# Exercise prompt
Write the records out again, precisely as they stand.

[Records]
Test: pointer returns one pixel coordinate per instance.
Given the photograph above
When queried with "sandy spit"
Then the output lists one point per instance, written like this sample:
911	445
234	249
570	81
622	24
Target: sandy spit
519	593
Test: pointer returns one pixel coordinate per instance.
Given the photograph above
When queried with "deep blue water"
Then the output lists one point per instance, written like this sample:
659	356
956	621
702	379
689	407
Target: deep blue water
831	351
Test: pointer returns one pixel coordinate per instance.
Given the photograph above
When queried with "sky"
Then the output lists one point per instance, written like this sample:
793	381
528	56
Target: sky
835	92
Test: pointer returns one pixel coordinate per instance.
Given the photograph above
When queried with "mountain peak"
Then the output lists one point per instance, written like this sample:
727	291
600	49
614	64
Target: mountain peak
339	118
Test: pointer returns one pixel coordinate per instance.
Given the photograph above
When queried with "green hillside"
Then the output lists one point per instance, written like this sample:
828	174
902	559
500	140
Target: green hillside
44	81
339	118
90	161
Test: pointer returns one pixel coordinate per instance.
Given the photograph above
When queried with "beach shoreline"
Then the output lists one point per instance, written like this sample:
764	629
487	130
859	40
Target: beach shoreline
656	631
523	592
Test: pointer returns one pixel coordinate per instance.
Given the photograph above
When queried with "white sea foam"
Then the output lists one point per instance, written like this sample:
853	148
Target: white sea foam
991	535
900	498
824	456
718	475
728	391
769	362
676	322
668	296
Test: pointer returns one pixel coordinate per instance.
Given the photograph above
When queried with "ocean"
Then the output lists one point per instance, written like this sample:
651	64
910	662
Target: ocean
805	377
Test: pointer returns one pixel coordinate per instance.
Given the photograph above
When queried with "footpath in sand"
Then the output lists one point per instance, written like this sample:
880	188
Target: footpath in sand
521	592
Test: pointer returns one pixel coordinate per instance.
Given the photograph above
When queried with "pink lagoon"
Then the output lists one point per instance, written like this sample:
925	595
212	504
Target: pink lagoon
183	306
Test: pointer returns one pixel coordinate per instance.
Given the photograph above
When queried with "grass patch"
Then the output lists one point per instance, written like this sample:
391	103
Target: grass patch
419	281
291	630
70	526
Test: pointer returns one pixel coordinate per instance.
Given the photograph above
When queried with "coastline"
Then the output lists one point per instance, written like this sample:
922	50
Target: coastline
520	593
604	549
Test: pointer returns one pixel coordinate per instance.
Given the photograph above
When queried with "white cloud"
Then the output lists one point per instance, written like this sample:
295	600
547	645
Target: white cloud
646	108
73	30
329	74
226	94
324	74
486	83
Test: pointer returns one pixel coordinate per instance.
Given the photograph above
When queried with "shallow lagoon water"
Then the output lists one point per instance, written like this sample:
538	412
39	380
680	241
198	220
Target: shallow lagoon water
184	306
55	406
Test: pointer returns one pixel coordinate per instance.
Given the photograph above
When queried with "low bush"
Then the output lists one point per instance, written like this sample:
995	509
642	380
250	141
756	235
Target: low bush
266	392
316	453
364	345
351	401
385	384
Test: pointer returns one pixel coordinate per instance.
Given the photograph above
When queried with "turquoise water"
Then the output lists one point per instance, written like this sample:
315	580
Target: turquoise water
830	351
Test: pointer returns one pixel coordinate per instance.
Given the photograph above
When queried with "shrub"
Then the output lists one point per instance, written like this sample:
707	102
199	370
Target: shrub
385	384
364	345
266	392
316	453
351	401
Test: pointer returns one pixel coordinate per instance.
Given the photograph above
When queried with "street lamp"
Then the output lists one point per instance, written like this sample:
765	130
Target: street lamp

# Answer
Test: pointer returns one pixel coordinate per instance.
Given the photograph above
When queried with "sandy spit"
Then the output lists one point per instance, written like this sample:
911	445
234	249
570	81
622	24
Target: sandy spit
519	593
Test: pointer returns one pixel coordinate per instance.
Given the photograph above
When queried with "deep blue water"
Then the output lists one point per instance, written like this sample:
659	356
956	621
702	379
689	407
Target: deep blue water
831	351
Test: pointer returns one pixel coordinate per instance.
Given the photograph above
When queried with "sky"
Then the output lists one point per instance, written like this sample:
793	381
528	56
Target: sky
835	92
Test: pointer returns one pixel coordinate per instance.
Given the photograph above
When queried with "mountain peak"
Then the output lists one point per instance, written like this sample:
727	291
600	49
614	64
Target: mountain peak
339	118
Test: pointer returns one pixel coordinate per instance.
Given the photograph above
When queried with "green hillside"
Then the output lists one point per instance, written like this sample:
828	174
902	559
500	140
Target: green hillside
44	81
339	118
90	161
Test: pointer returns one pixel coordinate per instance.
Given the photograph above
When queried with "beach shoreline"
Then the output lists one point per instance, written like this sample:
764	629
487	130
859	40
Target: beach shoreline
656	631
523	592
Test: pointer returns one pixel coordinate per instance.
Given the photograph above
When queried with "white sea foam"
Then the output lists one point per instance, written like this sample:
853	148
Target: white sea foam
991	535
900	498
824	456
718	475
728	391
769	362
676	322
668	296
Test: pointer returns one pixel coordinate per instance.
Given the photograph above
When queried with "ocean"
Then the output lists one point per instance, written like this sample:
651	64
910	662
Target: ocean
805	377
Test: pointer returns one pixel coordinate per instance.
Given the photograph above
When queried with "footpath in sand"
Then the output lists one point per instance, written like this sample:
880	188
Target: footpath in sand
521	592
Test: pointer returns one pixel coordinate per instance.
Given the photograph above
When queried with "pink lagoon"
Then the output lists one point per instance, written like this sample:
925	595
212	504
Target: pink lagoon
183	306
Test: pointer returns one pixel coordinate per instance.
Given the photograph above
When queried with "grass patch"
Then the output lists one point per instance, written like this sample:
391	103
Target: grass patch
419	281
291	630
70	526
Test: pointer returns one pixel coordinate per instance.
Given the photograph above
When queried with "coastline"
Then the output lists one point per instance, written like this sample:
922	50
Target: coastline
520	593
604	549
Test: pointer returns one pixel coordinate per instance.
Given the photograph above
When queried with "white cloud"
Then the output lists one point per instance, written like this sample:
295	600
547	645
Target: white cloud
646	108
73	30
329	74
226	94
324	74
486	83
Test: pointer returns one pixel coordinate per instance.
Given the photograph above
When queried with "shallow lagoon water"
Then the output lists one point per instance, written like this sample:
538	412
39	380
680	241
198	220
Target: shallow lagoon water
184	306
55	406
Test: pointer returns one pixel coordinate per instance.
Given the photograph above
When queried with "low bush"
Then the output lists one point per instance, written like this sample:
995	509
642	380
250	141
756	235
Target: low bush
266	392
316	453
364	345
351	401
385	384
Test: pointer returns one pixel coordinate per instance.
Given the photograph above
When queried with "turquoise water"
Then the output lists one point per instance, written like this sample:
315	580
Target: turquoise water
830	351
Test: pointer returns one pixel coordinate per instance.
Given the photograph above
When queried with "shrub"
Then the output lists one point per instance, written like this sample:
707	102
199	370
Target: shrub
385	384
364	345
266	392
316	453
351	401
Test: pointer returns one pixel coordinate per instance.
Given the photograph above
When queried with "street lamp"
Then the output lists one point per instance, written like this sample:
765	130
Target: street lamp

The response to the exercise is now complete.